◆ Problem statement
Pick out each line below that contains the word "Would".

◆ Entries provided
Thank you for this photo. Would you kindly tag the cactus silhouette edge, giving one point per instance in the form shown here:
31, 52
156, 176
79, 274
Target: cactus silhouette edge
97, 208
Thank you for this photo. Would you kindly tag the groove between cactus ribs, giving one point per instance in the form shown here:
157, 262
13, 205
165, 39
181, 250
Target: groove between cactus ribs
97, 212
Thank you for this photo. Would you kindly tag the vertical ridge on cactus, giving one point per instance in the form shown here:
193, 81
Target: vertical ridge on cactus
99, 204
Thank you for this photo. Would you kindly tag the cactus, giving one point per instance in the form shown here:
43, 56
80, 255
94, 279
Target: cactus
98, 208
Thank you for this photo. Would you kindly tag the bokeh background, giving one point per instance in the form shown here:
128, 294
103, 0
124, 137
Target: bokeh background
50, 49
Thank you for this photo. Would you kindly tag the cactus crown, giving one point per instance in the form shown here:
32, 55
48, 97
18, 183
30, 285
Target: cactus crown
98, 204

==

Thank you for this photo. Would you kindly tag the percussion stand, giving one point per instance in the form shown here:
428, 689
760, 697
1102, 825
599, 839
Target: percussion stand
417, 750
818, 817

◆ Output of the exercise
Thank you for this photo. Would you kindly tag the cactus silhouette edge, giving one point per instance in the form shown here:
Thank you for this photo. Would you kindly tag the groove between cactus ribs, giving one point per instance in the form shown here:
Thank you for this photo. Would you kindly tag the vertical ridge on cactus, giving one point per instance in the form shown here:
Thank you for this photo. Would you kindly tag the cactus, giving one point per instance in the form shown here:
Thank you for this photo. Would you kindly tag the bokeh background, giving one point per instance in the form shown here:
Thank you for this photo. Would you kindly tag the cactus crown, giving one point per instance in the form shown here:
Thank you for this photo. Would you kindly tag the percussion stand, giving one point per instance in the form shown here:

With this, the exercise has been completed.